# GIVEN INSTRUCTION:
Return the material word for word. Do not include the pictures.

== DATA EXCERPTS

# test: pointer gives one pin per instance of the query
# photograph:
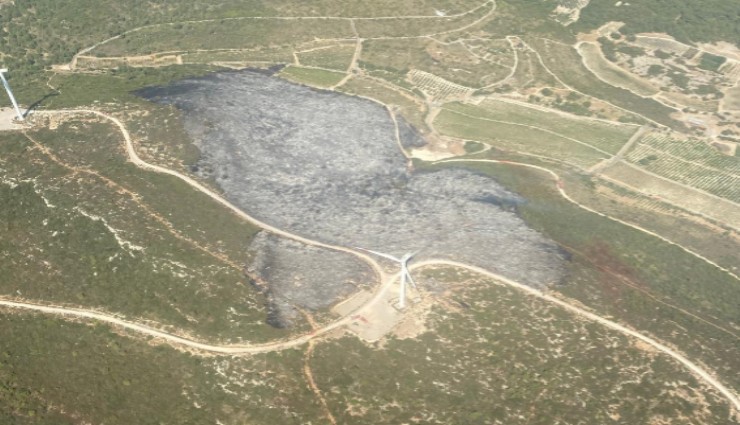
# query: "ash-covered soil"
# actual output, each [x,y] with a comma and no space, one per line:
[304,276]
[327,166]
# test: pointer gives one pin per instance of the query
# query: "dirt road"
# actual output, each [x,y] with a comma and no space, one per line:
[385,282]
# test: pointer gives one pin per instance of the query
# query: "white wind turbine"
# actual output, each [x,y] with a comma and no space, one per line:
[10,94]
[405,274]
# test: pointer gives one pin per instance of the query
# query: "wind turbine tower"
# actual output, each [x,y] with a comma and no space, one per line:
[10,94]
[405,273]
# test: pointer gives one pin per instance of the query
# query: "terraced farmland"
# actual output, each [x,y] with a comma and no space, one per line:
[690,162]
[437,88]
[225,34]
[675,193]
[601,136]
[456,122]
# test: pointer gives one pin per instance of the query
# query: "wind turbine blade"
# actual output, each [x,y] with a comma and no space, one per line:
[380,254]
[402,292]
[411,280]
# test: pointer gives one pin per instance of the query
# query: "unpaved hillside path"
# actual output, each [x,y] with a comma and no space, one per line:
[380,292]
[73,63]
[564,194]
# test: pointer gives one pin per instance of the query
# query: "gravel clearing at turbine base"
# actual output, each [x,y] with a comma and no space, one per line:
[327,166]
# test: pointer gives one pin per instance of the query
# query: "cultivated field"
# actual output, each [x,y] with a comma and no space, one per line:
[245,33]
[516,137]
[691,162]
[685,197]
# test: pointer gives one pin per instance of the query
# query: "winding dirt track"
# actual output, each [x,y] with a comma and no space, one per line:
[380,292]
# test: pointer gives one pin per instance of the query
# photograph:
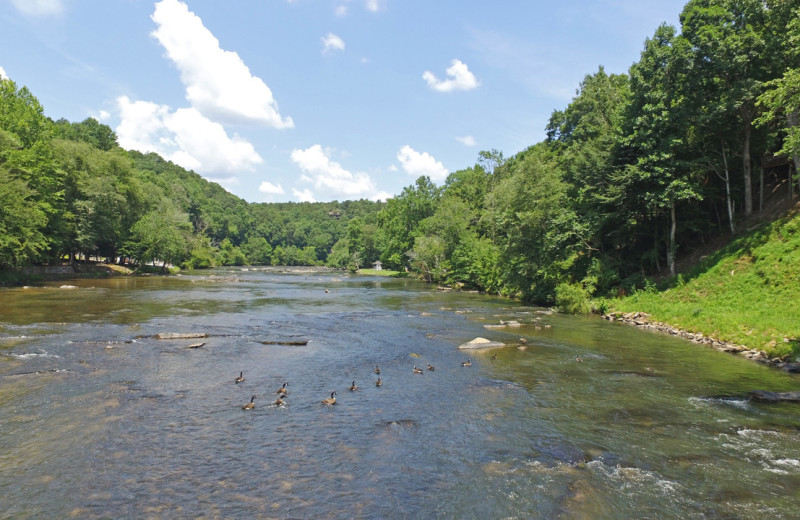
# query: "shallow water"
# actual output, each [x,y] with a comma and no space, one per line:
[98,419]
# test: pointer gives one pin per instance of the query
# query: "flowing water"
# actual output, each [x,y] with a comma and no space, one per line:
[99,419]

====

# ANSWER TO THE TASK:
# test: pointer gives one pin per instance of the query
# photograph:
# query: "ash-covered soil"
# actual output, each [x,y] with a comma and no space, one per line:
[304,276]
[327,166]
# test: pointer gives one pin per instance of the query
# query: "dirt road"
# actual output, each [x,y] with a comma and no space, one per line:
[385,282]
# test: pointer gives one pin per instance of the query
# query: "white wind turbine"
# actual output, each [x,y] with a comma and no space, one per line:
[10,94]
[405,274]
# test: pointer gives one pin per instance of the query
# query: "wind turbine tower"
# actual output, each [x,y] with a comma and no space, one per line:
[10,94]
[405,273]
# test: pointer gives one pin per instance of the query
# query: "terraced farmland"
# actual output, each [x,y] with a comma and no space, one per line:
[690,162]
[437,88]
[225,34]
[675,193]
[601,136]
[456,122]
# test: pointer gives one pin per instance of the query
# query: "wind turbine blade"
# actual output, each [x,y] with a comma and no space, one per line:
[380,254]
[402,292]
[411,280]
# test: pointer gives one pin per instance of the query
# query: "unpaved hillside path"
# actual output, each [x,y] with a comma and no space, one per line:
[380,292]
[73,63]
[564,194]
# test: pointer gives one pin per instance of the query
# query: "gravel clearing at turbine base"
# actual output, each [x,y] with a comma and no space, one per line:
[327,166]
# test: pointer gives one pin per instance of the query
# query: "cultivated field"
# actual output, each [x,y] with a comma and no space, one per line:
[245,33]
[516,137]
[691,162]
[685,197]
# test: pointer gives one pin per instance of the query
# query: "winding dirt track"
# actual output, each [x,y] with a comma and no space, one per line:
[380,292]
# test: pointer gives one pin per instance of the query
# photograph:
# query: "shallow water"
# actual output, each [x,y] with a comma and no space, one per line:
[98,419]
# test: pointer gives one pin per instance of the query
# query: "flowing water"
# actual output, each [x,y] with a comma and no space, one per line:
[99,419]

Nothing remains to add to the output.